---- SUPPLIED PASSAGE
Bound: No Shit

      3 Comments on Bound: No Shit

So. Going back to The Play. My Dear Director passed the script along to her priest, who liked it enough to approve the staged reading in the church. He did ask for certain changes, though, which seem reasonable. Can you guess?

Yes, the characters in my play swear. They say fuck and shit and gd-damn. They don’t swear a lot. They aren’t inventive or startling in their profanity, but they speak modern English, and they are under tremendous strain, so they swear a bit. The rector asked for the removal only of the word that begins with an f (second letter uck), which was mostly not a big deal. There were nine instances, altogether; five of them were in Satan’s visit to Ishmael, one was in the phrase fucked up, two were fucking used as an intensifier, and one was an interjection. One of the intensifiers was actually difficult, as it was a sort of sudden outburst of intensity, such as people denote with the use of a profane intensifier, so I wound up with a sort of inarticulate groping for words rather than the blurting of profanity. I prefer the profanity, but it won’t wreck the play. None of the individual instances in Satan’s dialogue were difficult to expunge, but I was a trifle concerned about the cumulative effect. Still, it’s a church. And the rector is (for all intents and purposes) the producer. And I’ve got the file with the fucks in it, for if we ever put it on in a theater.

In fact, my Dear Director, after re-reading the thing, decided that under the circumstances, and with the audience that will come to a church to see a play based on Scripture, we risk losing them to the distraction of their own reaction to the one that starts with an s and the one that starts with a Name of the Divine. So. Out they go. This is substantially harder. I should point out that my Dear Director did not say that the (mildish) profanity was bad, or that it wouldn’t work in another situation, just that her sense of the audience is that they will find it easier to focus on the play, the characters and the situation and all, if they aren’t startled by hearing Bad Words in Church. I could argue, but (and I think I have said this here before), she has much, much, much better judgment than I do for what Works. And what Works is what will work with that specific crowd in the specific circumstances. So, out they go.

There are fourteen instances of shit, of which four refer to actual, you know, shit. Goat shit in the first instance. I could probably just globally replace shit with crap, except in the two instances of shithead, which could be… um, well, I’ll have to work on that. They are both Satan abusing Ishmael, and I will need something that ideally mixes contempt, vulgarity, and an imputation of stupidity. Read my lips? As I say, it’ll take some work. As for the gd-damns, there are only two of those, both of which were put in to replace the vehemence of uses of fuck, so I’ll have to figure something out for those, too.
--------
▶ [WHAT THIS TASK INVOLVES] Pick up the blog post about cutting profanity from a church reading of a play and continue it from its final sentence.
---- MATERIAL PROVIDED
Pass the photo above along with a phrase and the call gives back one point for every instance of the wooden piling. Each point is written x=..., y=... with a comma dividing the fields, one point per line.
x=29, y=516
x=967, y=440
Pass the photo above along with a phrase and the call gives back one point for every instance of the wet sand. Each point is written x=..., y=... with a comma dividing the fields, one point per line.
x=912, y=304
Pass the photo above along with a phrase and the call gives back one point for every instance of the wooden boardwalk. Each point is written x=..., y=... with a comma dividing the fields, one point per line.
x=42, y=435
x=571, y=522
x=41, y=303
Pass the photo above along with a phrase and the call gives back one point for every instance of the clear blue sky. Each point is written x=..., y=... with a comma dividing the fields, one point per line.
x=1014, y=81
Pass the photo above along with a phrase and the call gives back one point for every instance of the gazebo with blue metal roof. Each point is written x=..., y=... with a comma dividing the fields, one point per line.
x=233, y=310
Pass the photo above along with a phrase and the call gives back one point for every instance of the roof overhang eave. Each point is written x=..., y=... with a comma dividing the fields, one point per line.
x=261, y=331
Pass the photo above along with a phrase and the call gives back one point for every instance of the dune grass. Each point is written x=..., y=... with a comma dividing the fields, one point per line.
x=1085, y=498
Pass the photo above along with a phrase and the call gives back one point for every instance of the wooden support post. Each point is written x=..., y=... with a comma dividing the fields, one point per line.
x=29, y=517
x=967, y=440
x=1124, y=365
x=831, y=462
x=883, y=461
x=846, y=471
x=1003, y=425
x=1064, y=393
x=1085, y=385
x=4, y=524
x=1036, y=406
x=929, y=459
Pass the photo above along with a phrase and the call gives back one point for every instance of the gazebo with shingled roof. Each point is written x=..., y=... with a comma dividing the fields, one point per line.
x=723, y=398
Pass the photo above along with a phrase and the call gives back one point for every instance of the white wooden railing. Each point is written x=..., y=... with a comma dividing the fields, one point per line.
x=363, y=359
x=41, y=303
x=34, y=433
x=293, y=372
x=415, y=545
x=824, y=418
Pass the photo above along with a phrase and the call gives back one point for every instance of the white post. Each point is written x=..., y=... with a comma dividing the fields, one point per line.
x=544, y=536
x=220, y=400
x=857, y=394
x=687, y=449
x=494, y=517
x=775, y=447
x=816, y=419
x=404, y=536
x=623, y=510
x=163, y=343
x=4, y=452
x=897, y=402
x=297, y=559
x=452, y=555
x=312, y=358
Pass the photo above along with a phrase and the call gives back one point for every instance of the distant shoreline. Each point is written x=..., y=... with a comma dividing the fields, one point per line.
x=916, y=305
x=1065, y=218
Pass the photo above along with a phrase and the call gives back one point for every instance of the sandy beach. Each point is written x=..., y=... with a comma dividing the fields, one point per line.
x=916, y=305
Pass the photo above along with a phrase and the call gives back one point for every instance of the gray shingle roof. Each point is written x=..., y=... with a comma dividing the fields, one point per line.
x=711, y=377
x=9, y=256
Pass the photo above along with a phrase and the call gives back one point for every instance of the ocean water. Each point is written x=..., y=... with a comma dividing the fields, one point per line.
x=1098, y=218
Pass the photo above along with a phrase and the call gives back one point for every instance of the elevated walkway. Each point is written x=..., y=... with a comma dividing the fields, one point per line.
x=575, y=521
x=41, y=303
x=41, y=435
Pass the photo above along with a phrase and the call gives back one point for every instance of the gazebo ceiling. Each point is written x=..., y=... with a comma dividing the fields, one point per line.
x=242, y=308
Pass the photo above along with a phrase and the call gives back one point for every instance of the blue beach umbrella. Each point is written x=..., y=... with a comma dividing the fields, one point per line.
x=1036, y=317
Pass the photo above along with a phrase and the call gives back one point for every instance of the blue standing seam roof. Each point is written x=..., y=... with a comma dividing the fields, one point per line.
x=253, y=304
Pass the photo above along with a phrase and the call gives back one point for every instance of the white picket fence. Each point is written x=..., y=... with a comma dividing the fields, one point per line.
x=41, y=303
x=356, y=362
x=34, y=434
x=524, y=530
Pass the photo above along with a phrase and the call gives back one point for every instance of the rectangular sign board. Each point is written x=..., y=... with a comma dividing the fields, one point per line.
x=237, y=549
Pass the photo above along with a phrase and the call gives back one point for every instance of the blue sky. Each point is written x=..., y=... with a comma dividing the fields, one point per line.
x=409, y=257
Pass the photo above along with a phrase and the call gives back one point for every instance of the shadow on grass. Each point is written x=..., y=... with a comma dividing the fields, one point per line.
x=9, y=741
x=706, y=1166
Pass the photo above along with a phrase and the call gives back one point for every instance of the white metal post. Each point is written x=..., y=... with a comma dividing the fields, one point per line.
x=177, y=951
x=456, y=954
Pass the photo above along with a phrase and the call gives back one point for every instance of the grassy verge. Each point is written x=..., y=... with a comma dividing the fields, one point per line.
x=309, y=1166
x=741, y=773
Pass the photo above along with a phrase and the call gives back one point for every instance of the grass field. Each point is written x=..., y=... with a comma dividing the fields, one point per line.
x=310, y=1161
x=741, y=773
--------
---- MATERIAL PROVIDED
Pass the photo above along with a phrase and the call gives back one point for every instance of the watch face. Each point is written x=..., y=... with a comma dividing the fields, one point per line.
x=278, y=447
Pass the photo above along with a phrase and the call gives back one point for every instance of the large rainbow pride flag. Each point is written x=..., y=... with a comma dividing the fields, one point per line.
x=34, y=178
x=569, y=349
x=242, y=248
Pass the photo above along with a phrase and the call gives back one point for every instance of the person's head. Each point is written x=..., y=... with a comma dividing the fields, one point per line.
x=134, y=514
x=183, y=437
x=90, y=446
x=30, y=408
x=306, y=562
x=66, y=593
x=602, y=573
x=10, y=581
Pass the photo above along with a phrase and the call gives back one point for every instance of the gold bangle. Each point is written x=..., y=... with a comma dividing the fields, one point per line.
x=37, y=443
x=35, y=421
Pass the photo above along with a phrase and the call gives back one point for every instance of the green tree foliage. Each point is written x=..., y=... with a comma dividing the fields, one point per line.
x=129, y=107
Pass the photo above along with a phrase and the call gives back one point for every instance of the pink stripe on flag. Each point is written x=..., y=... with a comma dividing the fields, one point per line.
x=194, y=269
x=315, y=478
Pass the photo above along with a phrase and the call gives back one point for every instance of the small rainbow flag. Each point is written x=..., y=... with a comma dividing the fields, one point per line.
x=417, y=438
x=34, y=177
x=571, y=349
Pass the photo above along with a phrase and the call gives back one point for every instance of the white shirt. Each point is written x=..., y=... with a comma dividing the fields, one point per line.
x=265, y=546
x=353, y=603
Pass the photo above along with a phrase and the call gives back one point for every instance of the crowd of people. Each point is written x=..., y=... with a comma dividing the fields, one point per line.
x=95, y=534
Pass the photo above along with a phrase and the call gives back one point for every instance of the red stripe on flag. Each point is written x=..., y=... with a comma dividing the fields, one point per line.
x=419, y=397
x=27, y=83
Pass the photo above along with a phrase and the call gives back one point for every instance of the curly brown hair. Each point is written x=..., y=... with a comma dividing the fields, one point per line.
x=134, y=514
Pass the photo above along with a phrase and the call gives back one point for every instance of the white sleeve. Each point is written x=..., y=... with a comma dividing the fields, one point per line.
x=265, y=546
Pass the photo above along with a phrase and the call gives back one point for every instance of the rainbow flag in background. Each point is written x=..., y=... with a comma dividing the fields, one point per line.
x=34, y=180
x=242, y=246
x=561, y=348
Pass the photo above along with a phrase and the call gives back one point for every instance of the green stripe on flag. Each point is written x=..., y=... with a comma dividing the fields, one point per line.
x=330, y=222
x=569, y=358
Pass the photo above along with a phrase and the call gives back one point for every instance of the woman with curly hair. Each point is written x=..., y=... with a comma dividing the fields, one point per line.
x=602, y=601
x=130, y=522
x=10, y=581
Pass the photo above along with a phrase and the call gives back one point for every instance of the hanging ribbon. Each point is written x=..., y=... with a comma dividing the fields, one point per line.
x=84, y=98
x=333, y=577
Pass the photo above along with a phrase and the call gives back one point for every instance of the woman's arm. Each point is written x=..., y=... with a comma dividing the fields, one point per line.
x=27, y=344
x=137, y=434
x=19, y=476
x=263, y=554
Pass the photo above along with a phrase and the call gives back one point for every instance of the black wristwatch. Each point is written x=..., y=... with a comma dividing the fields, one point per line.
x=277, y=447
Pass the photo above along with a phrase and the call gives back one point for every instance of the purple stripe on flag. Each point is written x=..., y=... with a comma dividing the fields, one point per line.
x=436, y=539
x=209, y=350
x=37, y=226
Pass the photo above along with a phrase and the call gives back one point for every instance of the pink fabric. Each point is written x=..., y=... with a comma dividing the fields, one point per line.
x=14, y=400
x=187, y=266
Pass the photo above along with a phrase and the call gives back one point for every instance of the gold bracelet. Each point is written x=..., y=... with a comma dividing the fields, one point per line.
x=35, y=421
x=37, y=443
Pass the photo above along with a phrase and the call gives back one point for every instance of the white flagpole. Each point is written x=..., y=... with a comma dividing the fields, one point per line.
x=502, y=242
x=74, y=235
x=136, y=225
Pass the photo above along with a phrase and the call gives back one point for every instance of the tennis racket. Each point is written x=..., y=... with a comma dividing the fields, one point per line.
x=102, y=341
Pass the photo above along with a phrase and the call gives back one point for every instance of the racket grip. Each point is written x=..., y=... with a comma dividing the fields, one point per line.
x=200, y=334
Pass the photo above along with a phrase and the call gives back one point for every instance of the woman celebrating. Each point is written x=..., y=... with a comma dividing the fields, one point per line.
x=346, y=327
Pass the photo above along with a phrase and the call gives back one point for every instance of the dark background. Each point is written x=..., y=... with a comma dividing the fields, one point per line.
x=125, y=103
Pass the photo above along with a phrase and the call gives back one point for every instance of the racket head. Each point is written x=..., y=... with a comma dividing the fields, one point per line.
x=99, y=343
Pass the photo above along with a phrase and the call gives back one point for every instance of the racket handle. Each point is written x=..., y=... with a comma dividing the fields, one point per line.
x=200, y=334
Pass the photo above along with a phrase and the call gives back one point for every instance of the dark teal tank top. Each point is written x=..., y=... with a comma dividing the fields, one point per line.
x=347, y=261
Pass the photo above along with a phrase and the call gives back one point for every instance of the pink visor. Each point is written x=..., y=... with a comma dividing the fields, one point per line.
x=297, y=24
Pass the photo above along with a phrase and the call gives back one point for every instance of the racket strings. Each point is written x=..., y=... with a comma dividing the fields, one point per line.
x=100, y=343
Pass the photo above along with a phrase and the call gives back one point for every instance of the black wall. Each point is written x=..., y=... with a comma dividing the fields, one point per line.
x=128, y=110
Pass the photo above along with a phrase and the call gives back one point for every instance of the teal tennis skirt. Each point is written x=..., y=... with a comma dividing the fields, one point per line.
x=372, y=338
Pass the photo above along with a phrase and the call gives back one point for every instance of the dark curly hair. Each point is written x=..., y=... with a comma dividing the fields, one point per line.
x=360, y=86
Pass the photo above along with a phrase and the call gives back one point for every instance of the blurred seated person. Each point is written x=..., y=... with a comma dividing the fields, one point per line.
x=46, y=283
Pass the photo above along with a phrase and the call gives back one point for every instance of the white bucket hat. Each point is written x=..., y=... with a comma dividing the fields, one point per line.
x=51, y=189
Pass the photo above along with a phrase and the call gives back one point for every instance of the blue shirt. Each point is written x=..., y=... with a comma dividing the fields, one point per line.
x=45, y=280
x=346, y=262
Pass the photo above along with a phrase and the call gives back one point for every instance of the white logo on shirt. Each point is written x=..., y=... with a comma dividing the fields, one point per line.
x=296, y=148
--------
▶ [RESULT OF THE TASK]
Gentle Readers will understand that this business pains me. I like profanity. I am not, by blog standards, a particularly profane writer, but when I cuss, I enjoy it. I am interested, intellectually, in the whole idea of profanity and Bad Words and their uses and differences, and have written about that a few times unrelated to anything at all. When I wrote dialogue with Bad Words, those were the words I wanted. It’s not only that these characters, as I imagine them, curse, each in a different amount, and that cursing is part of their language, which after all is the only tool I have for making them. It’s also that I want the words—all the words—to have an effect on the audience, as well, and when Satan calls Ishmael a shithead or describes Abraham’s knife as a big fucker, the audience should react to that. The problem, though, is that the audience won’t necessarily react the way I want them to react, and the circumstances of the reading affect that, too. Feh.

Tolerabimus quod tolerare debemus,
-Vardibidian.

3 thoughts on “Bound: No Shit

  1. Jed

    This is fascinating–thanks for posting it!

    I’m a big believer in that distraction theory. If a particular word or phrase is essential to the artistic integrity of the piece, in the judgment of the author, then sometimes it’s worth standing firm (even in the face of losing the opportunity to have a piece performed or published or whatever); but a lot of the time, I think it’s worth taking into account the question of whether the audience will be so distracted that they’ll miss the whole point of the piece.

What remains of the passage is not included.